─── TE LEZEN TEKST

Voor de wateraansluiting dienen de
bijgeleverde schroefverbindingen te
worden gebruikt. Bij het verwijderen
van de plastic kappen van de
wateraansluitingen kan er testwater
lekken.
18
Plaatsing
Het toestel moet in ieder geval zo
geplaatst worden dat bediening en
> 100
onderhoud zonder problemen mogelijk
zijn. Minimale afstand t.o.v. de muren:
10 cm aan elke zijde. Minimale afstand
t.o.v. het plafond en minimale afstand
langs onderen: zie hiernaast. Minimale
afstand langs voren: min. 80 cm (met
uitzondering van kastinbouw).
De opstellingsruimte dient te voldoen
aan de geldende richtlijnen en
voorschriften.
Kwaliteit van het warm water
Bij de sanering van oude installaties
zitten in het verwarmingswater vaak
stoffen en toevoegingen die de werking
en levensduur van de nieuwe ketel
negatief kunnen beïnvloeden. Daarom
wordt het systeem opgewarmd en
volledig leeggemaakt vooraleer de
oude installatie wordt vervangen en
wordt het voor de aansluiting van de
nieuwe installatie zorgvuldig gespoeld.

──────

*OPDRACHT A:* Welke minimale afstand tot de muren schrijft de tekst over de installatie van de ketel voor?
*OPDRACHT B:* Zet de tekst over de installatie van de ketel voort na de laatste zin.
De lijst speelt hierbij geen enkele rol.

─── AANGELEVERDE GEGEVENS

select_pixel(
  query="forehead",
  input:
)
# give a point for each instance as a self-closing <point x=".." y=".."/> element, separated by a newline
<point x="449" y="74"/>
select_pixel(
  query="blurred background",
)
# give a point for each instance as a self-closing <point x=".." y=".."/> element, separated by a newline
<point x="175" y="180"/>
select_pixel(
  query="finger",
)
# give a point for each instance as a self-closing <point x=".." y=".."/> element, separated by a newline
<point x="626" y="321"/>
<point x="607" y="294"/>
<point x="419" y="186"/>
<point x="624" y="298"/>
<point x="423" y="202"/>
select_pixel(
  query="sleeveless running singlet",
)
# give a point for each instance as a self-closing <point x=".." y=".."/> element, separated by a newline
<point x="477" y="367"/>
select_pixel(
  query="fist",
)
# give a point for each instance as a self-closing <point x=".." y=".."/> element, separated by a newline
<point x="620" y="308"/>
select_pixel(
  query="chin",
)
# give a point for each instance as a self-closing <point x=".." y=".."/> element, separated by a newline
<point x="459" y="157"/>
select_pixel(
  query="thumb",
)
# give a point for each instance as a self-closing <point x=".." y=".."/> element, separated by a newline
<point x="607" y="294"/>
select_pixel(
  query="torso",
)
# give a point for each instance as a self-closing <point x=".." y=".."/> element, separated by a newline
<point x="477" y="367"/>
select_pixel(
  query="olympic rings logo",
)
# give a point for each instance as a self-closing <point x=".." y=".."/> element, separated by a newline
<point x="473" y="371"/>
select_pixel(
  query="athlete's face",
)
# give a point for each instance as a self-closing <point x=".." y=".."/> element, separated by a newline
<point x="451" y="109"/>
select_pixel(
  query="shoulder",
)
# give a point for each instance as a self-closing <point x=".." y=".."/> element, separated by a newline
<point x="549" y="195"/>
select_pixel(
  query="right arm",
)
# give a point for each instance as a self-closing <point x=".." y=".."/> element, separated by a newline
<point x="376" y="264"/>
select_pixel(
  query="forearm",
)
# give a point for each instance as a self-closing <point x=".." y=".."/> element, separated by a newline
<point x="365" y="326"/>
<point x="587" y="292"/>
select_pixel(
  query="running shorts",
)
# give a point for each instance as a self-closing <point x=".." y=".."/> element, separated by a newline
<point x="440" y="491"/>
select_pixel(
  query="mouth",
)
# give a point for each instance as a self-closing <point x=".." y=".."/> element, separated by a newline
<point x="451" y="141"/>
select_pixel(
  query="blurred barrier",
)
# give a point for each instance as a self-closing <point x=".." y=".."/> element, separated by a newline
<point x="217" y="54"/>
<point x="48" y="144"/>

──────

*ANTWOORD A:* 10 cm aan elke zijde.

*ANTWOORD B:*
Om corrosie in de ketel en het ver-
warmingssysteem te voorkomen, moet
de pH-waarde van het drinkwater
tussen 7 en 8,5 liggen. Bij installaties
van meer dan 40 kW met grote
waterinhoud of hogere waterhardheid
moet worden gecontroleerd of een
systeemscheiding noodzakelijk is.
Elektrische aansluiting
De THISION is in de fabriek
gebruiksklaar bedraad en uitgerust
met een aansluitkabel voor
230V 50Hz. De elektrische installatie
moet voldoen aan de desbetreffende
NORM of het algemene elektrische
schema van de desbetreffende
installatie. De ketel moet worden
beveiligd met een zekering van 10 A.
De fase en nulgeleider mogen niet
worden verwisseld, aangezien de
ketel anders in storing gaat. Het
toestel is niet beschermd tegen
spatwater en de montage is dan ook
enkel toegelaten op een plaats waar
geen gevaar voor spatwater bestaat.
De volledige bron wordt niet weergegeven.